> [Written task]
Include in the output the line containing "Each instance receives one keypoint. Tag the white upper" and each subsequent line of the records, through the end, transcribed exactly. Add nothing else.

> [Raw records]
|---|

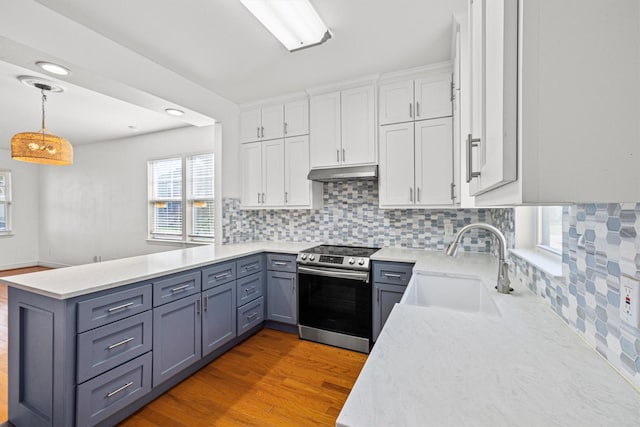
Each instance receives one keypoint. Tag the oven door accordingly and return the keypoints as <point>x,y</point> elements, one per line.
<point>335,300</point>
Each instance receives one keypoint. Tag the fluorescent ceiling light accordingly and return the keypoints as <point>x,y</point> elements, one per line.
<point>174,112</point>
<point>294,22</point>
<point>53,68</point>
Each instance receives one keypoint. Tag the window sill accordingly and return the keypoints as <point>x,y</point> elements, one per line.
<point>547,262</point>
<point>178,243</point>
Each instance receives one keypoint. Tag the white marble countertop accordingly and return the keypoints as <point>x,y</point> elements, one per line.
<point>437,367</point>
<point>70,282</point>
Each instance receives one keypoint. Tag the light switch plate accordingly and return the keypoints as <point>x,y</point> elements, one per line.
<point>630,301</point>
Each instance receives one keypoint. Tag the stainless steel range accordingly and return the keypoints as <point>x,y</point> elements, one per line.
<point>335,296</point>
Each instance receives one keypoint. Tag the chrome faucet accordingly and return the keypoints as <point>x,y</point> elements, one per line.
<point>503,268</point>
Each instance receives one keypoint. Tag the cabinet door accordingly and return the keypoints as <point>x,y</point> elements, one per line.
<point>272,126</point>
<point>434,161</point>
<point>296,118</point>
<point>494,93</point>
<point>385,296</point>
<point>433,96</point>
<point>251,158</point>
<point>296,167</point>
<point>396,102</point>
<point>250,125</point>
<point>218,317</point>
<point>325,130</point>
<point>273,172</point>
<point>396,178</point>
<point>177,337</point>
<point>282,297</point>
<point>358,126</point>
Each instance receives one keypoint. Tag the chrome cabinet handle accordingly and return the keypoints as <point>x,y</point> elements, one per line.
<point>471,143</point>
<point>119,307</point>
<point>118,344</point>
<point>118,390</point>
<point>180,288</point>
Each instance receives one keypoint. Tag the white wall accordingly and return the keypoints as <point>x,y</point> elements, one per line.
<point>21,249</point>
<point>98,206</point>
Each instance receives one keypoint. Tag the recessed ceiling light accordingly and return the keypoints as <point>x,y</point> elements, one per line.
<point>174,112</point>
<point>53,68</point>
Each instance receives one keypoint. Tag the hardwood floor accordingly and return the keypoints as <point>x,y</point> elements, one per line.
<point>4,412</point>
<point>272,379</point>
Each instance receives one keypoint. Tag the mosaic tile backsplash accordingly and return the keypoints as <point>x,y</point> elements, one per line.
<point>350,215</point>
<point>600,246</point>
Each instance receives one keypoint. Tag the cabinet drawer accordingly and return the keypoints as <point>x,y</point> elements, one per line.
<point>396,273</point>
<point>249,265</point>
<point>175,287</point>
<point>218,275</point>
<point>112,391</point>
<point>280,262</point>
<point>250,315</point>
<point>99,311</point>
<point>109,346</point>
<point>249,288</point>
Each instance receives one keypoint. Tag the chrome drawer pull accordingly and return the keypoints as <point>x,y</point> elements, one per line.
<point>180,288</point>
<point>119,307</point>
<point>118,390</point>
<point>118,344</point>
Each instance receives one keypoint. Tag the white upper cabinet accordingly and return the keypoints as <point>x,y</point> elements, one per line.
<point>416,164</point>
<point>555,108</point>
<point>325,130</point>
<point>428,97</point>
<point>296,118</point>
<point>343,128</point>
<point>492,143</point>
<point>358,126</point>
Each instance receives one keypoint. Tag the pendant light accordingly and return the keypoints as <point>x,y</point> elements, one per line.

|---|

> [Result]
Each instance receives one keypoint. Tag the white upper cabinet accordingly and return the keypoints as <point>x,y</point> elements, one per line.
<point>416,164</point>
<point>555,108</point>
<point>325,130</point>
<point>428,97</point>
<point>296,118</point>
<point>343,128</point>
<point>492,143</point>
<point>358,126</point>
Each instance receives one keypoint. Tag the pendant light accordingly and return the keypoints as <point>x,y</point> elements, one per line.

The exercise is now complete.